##### 原文 #####

我们不仅可以使用"\n\n"进行分割，还可以利用`NLTK`基于[NLTK分词器](https://www.nltk.org/api/nltk.tokenize.html)进行文本分割。
1. 文本如何分割：通过 `NLTK` 分词器进行。2. 分块大小的衡量标准：按字符数计算。

In [None]:
# pip install nltk

In [1]:
# This is a long document we can split up.
with open("state_of_the_union.txt") as f:
    state_of_the_union = f.read()

In [2]:
from langchain_text_splitters import NLTKTextSplitter

text_splitter = NLTKTextSplitter(chunk_size=1000)

In [3]:
texts = text_splitter.split_text(state_of_the_union)
print(texts[0])

Madam Speaker, Madam Vice President, our First Lady and Second Gentleman.

Members of Congress and the Cabinet.

Justices of the Supreme Court.

My fellow Americans.

Last year COVID-19 kept us apart.

This year we are finally together again.

Tonight, we meet as Democrats Republicans and Independents.

But most importantly as Americans.

With a duty to one another to the American people to the Constitution.

And with an unwavering resolve that freedom will always triumph over tyranny.

Six days ago, Russia’s Vladimir Putin sought to shake the foundations of the free world thinking he could make it bend to his menacing ways.

But he badly miscalculated.

He thought he could roll into Ukraine and the world would roll over.

Instead he met a wall of strength he never imagined.

He met the Ukrainian people.

From President Zelenskyy to every Ukrainian, their fearlessness, their courage, their determination, inspires the world.

Groups of citizens blocking tanks with their bodies.


## KoNLPY
:::note[KoNLPy: Python 韩语自然语言处理工具包](https://konlpy.org/en/latest/) 是一个用于韩语自然语言处理（NLP）的 Python 软件包。:::
分词处理涉及将文本分割成更小、更易处理的单元，这些单元被称为词元。词元通常是单词、短语、符号或其他对后续处理和分析至关重要的有意义的元素。在英语等语言中，分词通常通过空格和标点符号来分隔单词。分词的有效性在很大程度上取决于分词器对语言结构的理解，以确保生成有意义的词元。由于为英语设计的分词器无法理解其他语言（如韩语）独特的语义结构，因此无法有效地用于韩语处理。
### 使用KoNLPy的Kkma分析器进行韩语分词对于韩语文本，KoNLPY包含一个名为`Kkma`（Korean Knowledge Morpheme Analyzer）的形态分析器。`Kkma`可对韩语文本进行细致的形态学分析，能够将句子分解为单词，并将单词进一步拆解为相应语素，同时识别每个标记的词性。该工具还能将整段文本分割为独立句子，这一特性在处理长文本时尤为实用。
### 使用注意事项虽然`Kkma`以其细致的分析而闻名，但需要注意的是，这种精确性可能会影响处理速度。因此，`Kkma`最适合用于那些分析深度优先于快速文本处理的应用场景。

In [28]:
# pip install konlpy

In [23]:
# This is a long Korean document that we want to split up into its component sentences.

#####

任务说明: 请改写原文中从“Six days ago, Russia’s”开始、到“with their bodies.”结束的部分，把其中的“courage”换成“bravery”。 作答时用不到这些数据行。

##### 待分析数据 #####

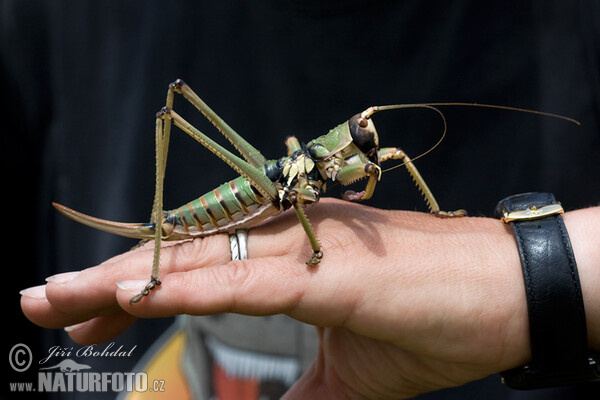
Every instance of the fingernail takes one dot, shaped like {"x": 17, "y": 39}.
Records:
{"x": 75, "y": 327}
{"x": 35, "y": 292}
{"x": 63, "y": 278}
{"x": 132, "y": 286}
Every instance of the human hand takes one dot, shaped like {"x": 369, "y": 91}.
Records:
{"x": 405, "y": 302}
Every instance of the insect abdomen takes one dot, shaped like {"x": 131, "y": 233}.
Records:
{"x": 230, "y": 202}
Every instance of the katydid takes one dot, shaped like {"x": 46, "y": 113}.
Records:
{"x": 265, "y": 188}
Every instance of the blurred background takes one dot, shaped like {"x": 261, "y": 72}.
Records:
{"x": 81, "y": 83}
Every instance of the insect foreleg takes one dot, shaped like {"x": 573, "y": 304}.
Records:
{"x": 298, "y": 197}
{"x": 353, "y": 172}
{"x": 394, "y": 153}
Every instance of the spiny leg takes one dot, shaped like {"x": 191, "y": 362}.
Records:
{"x": 354, "y": 172}
{"x": 254, "y": 175}
{"x": 163, "y": 132}
{"x": 297, "y": 197}
{"x": 394, "y": 153}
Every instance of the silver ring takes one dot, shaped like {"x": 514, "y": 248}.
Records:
{"x": 238, "y": 243}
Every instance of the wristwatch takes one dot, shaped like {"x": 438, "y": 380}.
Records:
{"x": 557, "y": 325}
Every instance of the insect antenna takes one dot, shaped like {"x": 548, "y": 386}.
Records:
{"x": 372, "y": 110}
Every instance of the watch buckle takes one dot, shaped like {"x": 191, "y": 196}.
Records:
{"x": 531, "y": 213}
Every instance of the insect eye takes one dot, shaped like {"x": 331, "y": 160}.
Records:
{"x": 364, "y": 136}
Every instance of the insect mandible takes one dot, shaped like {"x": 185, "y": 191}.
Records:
{"x": 265, "y": 188}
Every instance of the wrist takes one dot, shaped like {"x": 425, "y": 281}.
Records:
{"x": 583, "y": 227}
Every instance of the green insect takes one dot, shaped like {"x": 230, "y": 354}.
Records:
{"x": 265, "y": 188}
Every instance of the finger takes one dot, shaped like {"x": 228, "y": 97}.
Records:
{"x": 37, "y": 309}
{"x": 100, "y": 329}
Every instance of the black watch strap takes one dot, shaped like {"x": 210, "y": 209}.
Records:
{"x": 557, "y": 324}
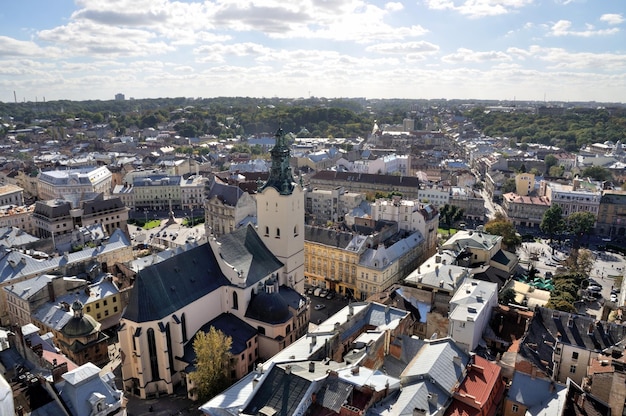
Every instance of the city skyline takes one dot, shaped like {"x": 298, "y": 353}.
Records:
{"x": 554, "y": 50}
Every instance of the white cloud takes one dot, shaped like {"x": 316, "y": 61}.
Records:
{"x": 561, "y": 58}
{"x": 612, "y": 19}
{"x": 478, "y": 8}
{"x": 394, "y": 6}
{"x": 562, "y": 28}
{"x": 403, "y": 48}
{"x": 468, "y": 55}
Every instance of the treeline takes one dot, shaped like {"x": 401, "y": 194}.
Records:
{"x": 222, "y": 117}
{"x": 572, "y": 130}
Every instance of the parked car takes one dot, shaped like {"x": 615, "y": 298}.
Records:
{"x": 594, "y": 288}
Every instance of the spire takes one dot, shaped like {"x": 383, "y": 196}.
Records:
{"x": 280, "y": 177}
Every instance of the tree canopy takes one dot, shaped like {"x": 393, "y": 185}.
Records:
{"x": 580, "y": 224}
{"x": 552, "y": 221}
{"x": 500, "y": 225}
{"x": 212, "y": 374}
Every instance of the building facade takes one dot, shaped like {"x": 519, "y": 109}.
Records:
{"x": 59, "y": 183}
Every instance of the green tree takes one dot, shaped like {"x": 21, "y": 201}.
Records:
{"x": 580, "y": 224}
{"x": 597, "y": 173}
{"x": 506, "y": 296}
{"x": 501, "y": 226}
{"x": 450, "y": 214}
{"x": 556, "y": 171}
{"x": 509, "y": 186}
{"x": 580, "y": 261}
{"x": 212, "y": 373}
{"x": 550, "y": 161}
{"x": 552, "y": 221}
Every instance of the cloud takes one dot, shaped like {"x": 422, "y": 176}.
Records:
{"x": 10, "y": 47}
{"x": 478, "y": 8}
{"x": 402, "y": 48}
{"x": 612, "y": 19}
{"x": 468, "y": 55}
{"x": 562, "y": 28}
{"x": 561, "y": 58}
{"x": 394, "y": 6}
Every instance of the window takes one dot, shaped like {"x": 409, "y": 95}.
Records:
{"x": 235, "y": 301}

#####

本题解答:
Six days ago, Russia’s Vladimir Putin sought to shake the foundations of the free world thinking he could make it bend to his menacing ways.

But he badly miscalculated.

He thought he could roll into Ukraine and the world would roll over.

Instead he met a wall of strength he never imagined.

He met the Ukrainian people.

From President Zelenskyy to every Ukrainian, their fearlessness, their bravery, their determination, inspires the world.

Groups of citizens blocking tanks with their bodies.